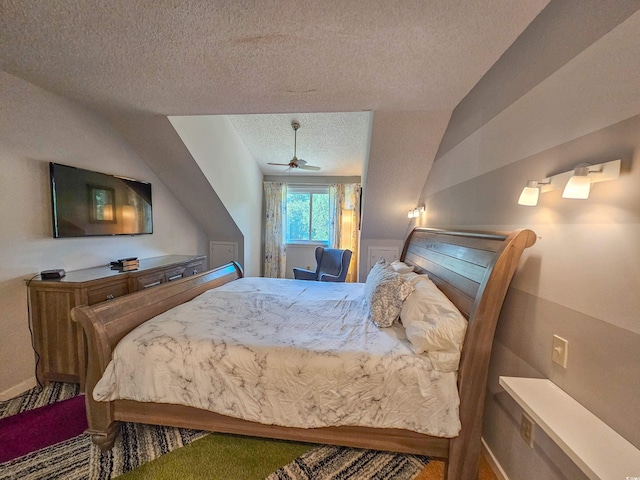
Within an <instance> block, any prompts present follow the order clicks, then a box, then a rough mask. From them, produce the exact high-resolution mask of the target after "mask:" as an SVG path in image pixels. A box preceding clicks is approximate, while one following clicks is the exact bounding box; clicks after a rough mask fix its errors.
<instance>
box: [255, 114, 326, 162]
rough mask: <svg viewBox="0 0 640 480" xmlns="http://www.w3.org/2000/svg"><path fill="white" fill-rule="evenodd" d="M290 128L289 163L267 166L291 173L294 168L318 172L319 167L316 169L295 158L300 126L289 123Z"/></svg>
mask: <svg viewBox="0 0 640 480" xmlns="http://www.w3.org/2000/svg"><path fill="white" fill-rule="evenodd" d="M291 128H293V158H292V159H291V160H290V161H289V163H271V162H268V164H269V165H276V166H281V167H288V168H287V171H291V170H292V169H294V168H299V169H301V170H315V171H317V170H320V167H316V166H314V165H307V162H306V161H305V160H302V159H301V158H298V157H297V153H296V152H297V147H298V129H299V128H300V124H299V123H298V122H296V121H293V122H291Z"/></svg>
══════
WORK TO BE COMPLETED. The entries are to be transcribed in full. Their pictures are not.

OUTPUT OF THE TASK.
Within an <instance> block, any prompts present follow the order clicks, then a box, then a rough mask. From them, produce the exact high-resolution mask of the target after "mask:" as an SVG path in image pixels. A box preceding clicks is approximate, while one following clicks is the exact bounding box; clicks after a rough mask fix its errors.
<instance>
box: [255, 114, 326, 162]
rough mask: <svg viewBox="0 0 640 480" xmlns="http://www.w3.org/2000/svg"><path fill="white" fill-rule="evenodd" d="M290 128L289 163L267 166L291 173L294 168L318 172L319 167L316 169L295 158L300 126L289 123Z"/></svg>
mask: <svg viewBox="0 0 640 480" xmlns="http://www.w3.org/2000/svg"><path fill="white" fill-rule="evenodd" d="M291 128H293V158H292V159H291V160H290V161H289V163H271V162H268V164H269V165H276V166H281V167H288V168H287V171H291V170H292V169H294V168H299V169H301V170H315V171H317V170H320V167H316V166H314V165H307V162H306V161H305V160H302V159H301V158H298V157H297V153H296V152H297V147H298V129H299V128H300V124H299V123H298V122H296V121H293V122H291Z"/></svg>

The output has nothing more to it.